Directions for this task –
Every line in the data below that includes "railing" belongs in the answer, copied as it stands.

[[ Provided records open ]]

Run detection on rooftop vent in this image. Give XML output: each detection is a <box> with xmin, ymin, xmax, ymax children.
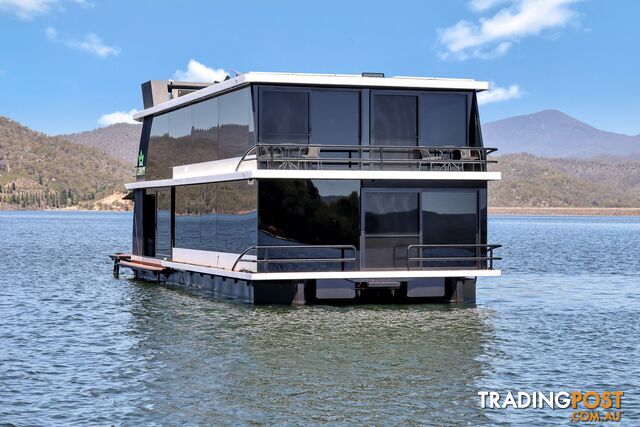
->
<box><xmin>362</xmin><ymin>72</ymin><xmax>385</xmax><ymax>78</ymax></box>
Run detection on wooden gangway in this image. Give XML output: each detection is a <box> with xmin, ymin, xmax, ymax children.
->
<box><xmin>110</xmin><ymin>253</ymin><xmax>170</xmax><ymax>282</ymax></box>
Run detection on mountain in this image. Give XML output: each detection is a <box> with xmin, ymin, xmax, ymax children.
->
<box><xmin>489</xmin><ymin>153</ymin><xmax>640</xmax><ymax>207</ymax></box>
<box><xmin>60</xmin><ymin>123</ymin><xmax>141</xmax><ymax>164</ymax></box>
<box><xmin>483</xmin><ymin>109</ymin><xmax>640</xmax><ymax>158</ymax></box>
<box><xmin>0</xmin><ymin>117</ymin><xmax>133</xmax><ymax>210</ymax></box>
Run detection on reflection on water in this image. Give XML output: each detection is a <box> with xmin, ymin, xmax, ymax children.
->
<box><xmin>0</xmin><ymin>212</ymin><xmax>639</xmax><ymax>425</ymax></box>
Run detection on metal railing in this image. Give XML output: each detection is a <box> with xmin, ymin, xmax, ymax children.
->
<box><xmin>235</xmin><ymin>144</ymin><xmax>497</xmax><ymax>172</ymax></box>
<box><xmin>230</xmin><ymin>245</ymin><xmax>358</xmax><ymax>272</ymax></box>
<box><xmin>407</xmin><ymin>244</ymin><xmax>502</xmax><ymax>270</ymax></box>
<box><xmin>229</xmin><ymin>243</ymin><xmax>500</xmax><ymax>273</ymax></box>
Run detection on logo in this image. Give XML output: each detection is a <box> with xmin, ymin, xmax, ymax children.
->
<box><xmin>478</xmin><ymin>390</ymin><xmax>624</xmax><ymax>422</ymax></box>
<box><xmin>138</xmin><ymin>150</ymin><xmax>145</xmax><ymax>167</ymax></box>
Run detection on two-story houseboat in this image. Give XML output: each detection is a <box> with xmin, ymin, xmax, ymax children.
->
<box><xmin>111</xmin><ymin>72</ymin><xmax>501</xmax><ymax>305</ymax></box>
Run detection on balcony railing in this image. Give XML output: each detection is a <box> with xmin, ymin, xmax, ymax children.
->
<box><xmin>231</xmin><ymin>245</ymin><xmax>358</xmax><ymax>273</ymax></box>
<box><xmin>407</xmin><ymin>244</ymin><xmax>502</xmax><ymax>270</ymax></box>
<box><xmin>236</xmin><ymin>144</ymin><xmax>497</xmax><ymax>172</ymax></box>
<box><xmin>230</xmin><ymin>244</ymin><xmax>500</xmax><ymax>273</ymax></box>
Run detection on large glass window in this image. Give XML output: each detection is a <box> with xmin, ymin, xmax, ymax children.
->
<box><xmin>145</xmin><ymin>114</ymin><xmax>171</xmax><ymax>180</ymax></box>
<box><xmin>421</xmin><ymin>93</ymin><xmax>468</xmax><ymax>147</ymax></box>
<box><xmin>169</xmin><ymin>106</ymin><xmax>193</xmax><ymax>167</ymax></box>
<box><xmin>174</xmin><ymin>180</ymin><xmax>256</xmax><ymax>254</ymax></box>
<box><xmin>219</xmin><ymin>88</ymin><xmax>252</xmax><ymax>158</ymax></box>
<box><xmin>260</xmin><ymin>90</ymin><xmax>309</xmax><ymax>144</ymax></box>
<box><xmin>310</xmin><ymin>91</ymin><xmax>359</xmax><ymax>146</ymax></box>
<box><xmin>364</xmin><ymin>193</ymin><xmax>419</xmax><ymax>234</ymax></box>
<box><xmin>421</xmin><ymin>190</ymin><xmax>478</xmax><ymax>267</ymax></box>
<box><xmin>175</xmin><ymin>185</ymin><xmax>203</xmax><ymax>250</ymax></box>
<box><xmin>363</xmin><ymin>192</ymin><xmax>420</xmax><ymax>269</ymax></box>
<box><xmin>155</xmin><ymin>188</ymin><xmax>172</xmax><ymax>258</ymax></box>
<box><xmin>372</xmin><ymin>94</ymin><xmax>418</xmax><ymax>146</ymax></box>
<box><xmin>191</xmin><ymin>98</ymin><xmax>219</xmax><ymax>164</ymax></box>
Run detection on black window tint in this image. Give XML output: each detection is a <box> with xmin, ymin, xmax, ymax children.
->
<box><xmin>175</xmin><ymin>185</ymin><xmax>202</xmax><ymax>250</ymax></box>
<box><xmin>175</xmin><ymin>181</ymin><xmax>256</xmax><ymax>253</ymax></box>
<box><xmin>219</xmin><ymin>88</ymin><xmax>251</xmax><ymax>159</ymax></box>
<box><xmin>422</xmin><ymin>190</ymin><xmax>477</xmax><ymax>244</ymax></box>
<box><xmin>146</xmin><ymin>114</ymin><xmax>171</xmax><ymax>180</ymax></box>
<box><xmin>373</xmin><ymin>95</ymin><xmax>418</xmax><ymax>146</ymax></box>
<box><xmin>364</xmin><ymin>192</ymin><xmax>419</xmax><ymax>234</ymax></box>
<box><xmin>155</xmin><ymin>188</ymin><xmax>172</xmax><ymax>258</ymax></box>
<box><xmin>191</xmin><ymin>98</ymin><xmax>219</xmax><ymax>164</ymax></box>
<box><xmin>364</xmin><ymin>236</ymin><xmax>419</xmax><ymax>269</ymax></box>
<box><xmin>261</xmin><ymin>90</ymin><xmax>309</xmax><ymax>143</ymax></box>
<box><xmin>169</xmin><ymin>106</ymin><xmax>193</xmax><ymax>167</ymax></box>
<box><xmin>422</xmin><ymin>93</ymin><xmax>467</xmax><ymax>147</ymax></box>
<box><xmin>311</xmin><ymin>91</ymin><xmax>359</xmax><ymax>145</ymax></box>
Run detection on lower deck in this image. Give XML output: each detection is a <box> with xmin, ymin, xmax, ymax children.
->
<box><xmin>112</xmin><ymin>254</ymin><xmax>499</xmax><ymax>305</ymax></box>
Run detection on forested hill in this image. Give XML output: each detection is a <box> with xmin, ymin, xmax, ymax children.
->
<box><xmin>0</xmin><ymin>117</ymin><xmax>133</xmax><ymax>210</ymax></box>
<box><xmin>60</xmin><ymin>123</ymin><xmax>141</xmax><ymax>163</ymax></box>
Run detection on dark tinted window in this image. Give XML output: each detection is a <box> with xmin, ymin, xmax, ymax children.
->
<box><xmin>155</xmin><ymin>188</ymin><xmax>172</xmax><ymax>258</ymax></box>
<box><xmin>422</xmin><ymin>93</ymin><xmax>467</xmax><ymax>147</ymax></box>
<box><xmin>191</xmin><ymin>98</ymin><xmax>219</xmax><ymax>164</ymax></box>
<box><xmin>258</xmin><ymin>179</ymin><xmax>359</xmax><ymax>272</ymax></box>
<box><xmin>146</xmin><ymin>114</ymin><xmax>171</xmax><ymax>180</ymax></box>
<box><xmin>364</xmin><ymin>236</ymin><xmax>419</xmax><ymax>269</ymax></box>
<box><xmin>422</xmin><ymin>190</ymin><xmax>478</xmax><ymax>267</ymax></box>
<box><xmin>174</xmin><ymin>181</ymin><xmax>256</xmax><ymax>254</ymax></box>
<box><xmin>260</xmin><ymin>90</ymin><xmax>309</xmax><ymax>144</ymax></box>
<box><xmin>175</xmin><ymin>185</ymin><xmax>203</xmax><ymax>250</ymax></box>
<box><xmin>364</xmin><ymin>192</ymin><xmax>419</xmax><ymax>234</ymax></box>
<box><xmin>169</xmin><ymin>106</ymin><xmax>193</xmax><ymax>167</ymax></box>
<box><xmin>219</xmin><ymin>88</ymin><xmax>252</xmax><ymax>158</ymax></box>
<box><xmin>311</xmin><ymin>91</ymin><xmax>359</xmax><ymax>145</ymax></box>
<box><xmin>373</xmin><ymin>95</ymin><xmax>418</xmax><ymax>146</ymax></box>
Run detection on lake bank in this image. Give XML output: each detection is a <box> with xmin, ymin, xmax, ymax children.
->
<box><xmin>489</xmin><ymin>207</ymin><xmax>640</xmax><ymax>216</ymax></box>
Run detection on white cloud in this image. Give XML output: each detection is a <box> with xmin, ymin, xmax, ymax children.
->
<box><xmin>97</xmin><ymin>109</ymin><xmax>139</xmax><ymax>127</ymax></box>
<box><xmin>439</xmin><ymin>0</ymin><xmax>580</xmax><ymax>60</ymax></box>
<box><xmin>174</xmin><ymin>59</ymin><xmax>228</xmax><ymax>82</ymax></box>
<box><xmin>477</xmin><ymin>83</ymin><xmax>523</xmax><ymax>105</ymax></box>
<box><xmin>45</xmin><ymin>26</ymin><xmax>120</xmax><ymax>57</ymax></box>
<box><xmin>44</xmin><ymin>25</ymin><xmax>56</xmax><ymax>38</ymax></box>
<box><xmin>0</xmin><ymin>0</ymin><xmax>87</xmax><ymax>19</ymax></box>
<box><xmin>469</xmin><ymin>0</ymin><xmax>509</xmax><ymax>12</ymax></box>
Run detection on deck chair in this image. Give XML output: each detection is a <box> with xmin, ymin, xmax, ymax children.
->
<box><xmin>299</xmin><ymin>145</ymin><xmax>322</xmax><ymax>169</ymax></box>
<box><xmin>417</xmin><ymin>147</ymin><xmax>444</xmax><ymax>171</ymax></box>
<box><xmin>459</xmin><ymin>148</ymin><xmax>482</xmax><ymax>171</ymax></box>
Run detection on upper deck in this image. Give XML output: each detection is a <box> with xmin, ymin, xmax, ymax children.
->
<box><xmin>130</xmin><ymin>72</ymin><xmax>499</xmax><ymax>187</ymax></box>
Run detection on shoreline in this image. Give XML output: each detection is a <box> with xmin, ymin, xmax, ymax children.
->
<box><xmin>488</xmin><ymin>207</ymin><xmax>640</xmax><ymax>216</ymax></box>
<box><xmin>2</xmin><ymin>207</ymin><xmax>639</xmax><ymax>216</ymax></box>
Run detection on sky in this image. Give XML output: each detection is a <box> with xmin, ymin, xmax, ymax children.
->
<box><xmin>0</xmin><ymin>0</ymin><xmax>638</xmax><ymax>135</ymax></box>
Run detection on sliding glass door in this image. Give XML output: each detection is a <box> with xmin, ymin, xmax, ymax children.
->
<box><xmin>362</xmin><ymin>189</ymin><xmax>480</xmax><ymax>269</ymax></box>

[[ Provided records closed ]]

Reply to the exercise –
Run detection on metal railing in this image. Give XML output: each detection is a <box> with xmin, ymin, xmax, ymax children.
Run detection on balcony railing in this image. Give XML output: each detection is a <box> with xmin, ymin, xmax, ymax children.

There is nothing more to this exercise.